## Document section
--------------------------------------------------

Testing in production and staging environments is the same basic activity – but you must know that different environments require different approaches.

Testing in production and staging environments is the same basic activity – you check the functionalities of the app, click all around it, and report anything that breaks. However, the different environments require different approaches.

Staging testing strategy

In staging, you should be like a shepherd starting a stampede on a minefield.

Staging is an environment used and seen only by the client and the development team (developers, QAs, and the PM). Here, your mantra should be “Move fast and break things”. Try to blow up anything and everything that you can. Don’t be subtle or fancy – staging doesn’t need believable user names, and other members of your team don’t mind lorem ipsum and other gibberish as content. You can use the time you save for more in-depth testing.

That said, the client is usually able to see the staging, so you probably don't want to add content that's offensive or obscene.

Production testing strategy

In production, you should be like a ninja – fast, subtle, and stealthy.

Production is seen by clients, and also, possibly, by beta testers or outside users. If you break something here, the whole world will be able to see it, so the reputations of both the company and the client are at stake.

How to do production tests well

When testing in production environment, you can't go wrong with these tips:

  • Consult functional notes! They should contain some crucial info on production testing.
  • Pay more attention than usual to what you do – you don’t want to, say, delete an article that someone was writing for hours, or to mess with the client’s finances. The greater the consequences of breaking stuff, the more careful you should be.
  • When in doubt, ask the team and other QAs (first) or the client (second).

--------------------------------------------------

## Task list
**1)** Can you extract, word for word, the part of the staging and production testing text starting at "Staging testing strategy" and ending at "subtle, and stealthy."?
**2)** What would come next in the staging and production testing text? Write it, picking up right after its final line.

## Data extract
--------------------------------------------------

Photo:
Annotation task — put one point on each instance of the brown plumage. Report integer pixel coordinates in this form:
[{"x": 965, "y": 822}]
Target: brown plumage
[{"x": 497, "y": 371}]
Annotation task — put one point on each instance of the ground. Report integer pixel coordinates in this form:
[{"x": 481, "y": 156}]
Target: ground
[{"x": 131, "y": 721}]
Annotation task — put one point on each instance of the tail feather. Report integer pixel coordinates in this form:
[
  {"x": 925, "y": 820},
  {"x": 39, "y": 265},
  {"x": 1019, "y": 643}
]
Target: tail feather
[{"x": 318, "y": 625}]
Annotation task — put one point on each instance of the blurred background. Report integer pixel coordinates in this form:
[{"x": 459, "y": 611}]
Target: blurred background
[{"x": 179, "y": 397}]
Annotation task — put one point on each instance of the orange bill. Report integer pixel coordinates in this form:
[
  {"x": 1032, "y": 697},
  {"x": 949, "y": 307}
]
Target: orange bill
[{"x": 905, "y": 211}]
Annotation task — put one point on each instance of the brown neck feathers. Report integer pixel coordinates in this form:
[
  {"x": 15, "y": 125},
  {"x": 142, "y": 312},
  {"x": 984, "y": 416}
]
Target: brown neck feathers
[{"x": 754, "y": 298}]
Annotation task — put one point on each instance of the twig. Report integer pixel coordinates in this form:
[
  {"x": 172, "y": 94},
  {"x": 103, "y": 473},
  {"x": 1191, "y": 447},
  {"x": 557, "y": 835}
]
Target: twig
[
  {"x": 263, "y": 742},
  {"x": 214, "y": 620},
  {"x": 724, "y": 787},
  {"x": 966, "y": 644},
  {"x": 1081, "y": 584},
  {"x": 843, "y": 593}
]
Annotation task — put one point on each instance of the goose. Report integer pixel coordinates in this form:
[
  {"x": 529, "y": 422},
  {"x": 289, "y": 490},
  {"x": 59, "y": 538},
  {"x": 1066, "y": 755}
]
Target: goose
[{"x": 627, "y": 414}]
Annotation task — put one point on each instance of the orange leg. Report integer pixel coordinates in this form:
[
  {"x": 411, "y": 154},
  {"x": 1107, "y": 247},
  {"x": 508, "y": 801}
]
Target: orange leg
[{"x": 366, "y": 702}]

--------------------------------------------------

## Outputs in order
**1)**
Staging testing strategy

In staging, you should be like a shepherd starting a stampede on a minefield.

Staging is an environment used and seen only by the client and the development team (developers, QAs, and the PM). Here, your mantra should be “Move fast and break things”. Try to blow up anything and everything that you can. Don’t be subtle or fancy – staging doesn’t need believable user names, and other members of your team don’t mind lorem ipsum and other gibberish as content. You can use the time you save for more in-depth testing.

That said, the client is usually able to see the staging, so you probably don't want to add content that's offensive or obscene.

Production testing strategy

In production, you should be like a ninja – fast, subtle, and stealthy.

**2)**
  • Sometimes you need to develop a testing strategy together with the clients. For instance, if there’s a payment system in the app - ask the client if it should be tested. If so, then you need to be provided with appropriate credentials. If not, you should stop testing at choosing the payment method.
  • Clean up after yourself – add content, see if it works, and then delete it ASAP. Remove accounts and comments. Leave no trace.
  • Whenever the results of your tests may be seen by outside users, masquerade as a normal user – don’t pick the username TESTER, don’t write lorem ipsum posts, and don’t write in another language on an English-language website.
  • Follow the checklist and check the latest changes, but don’t go too deep if a feature of the app is unlikely to break or isn’t crucial.
  • That thing about messing with the client’s finances – I mentioned it before, but it's super important. Be extra careful when doing anything related to the client's money.

Also, remember Murphy’s law. Anything that can go wrong will go wrong. Try not to break things in production, but if you do - don’t despair, just learn and do it better next time.

Caution!

Production testing is a balancing act – you want to be stealthy and thorough at the same time, and sometimes these two contradict one another. For instance:

  • some changes cannot be reverted – these include Facebook "like" counts or new user accounts.
  • some features and bugs may be tested only when the content you changed has been around for some time (e.g. admin notification emails or some nasty bugs triggered by old user accounts).

There are no rules set in stone here. For each project, you must develop the most appropriate approach; one that suits both the team and the client. Sometimes you need to be intrusive, and sometimes it’s better to leave something untested. Follow your experience and common sense, but above all else – ask questions! If you have any other insights regarding staging and production testing, feel free to leave a comment. Your feedback is very welcome!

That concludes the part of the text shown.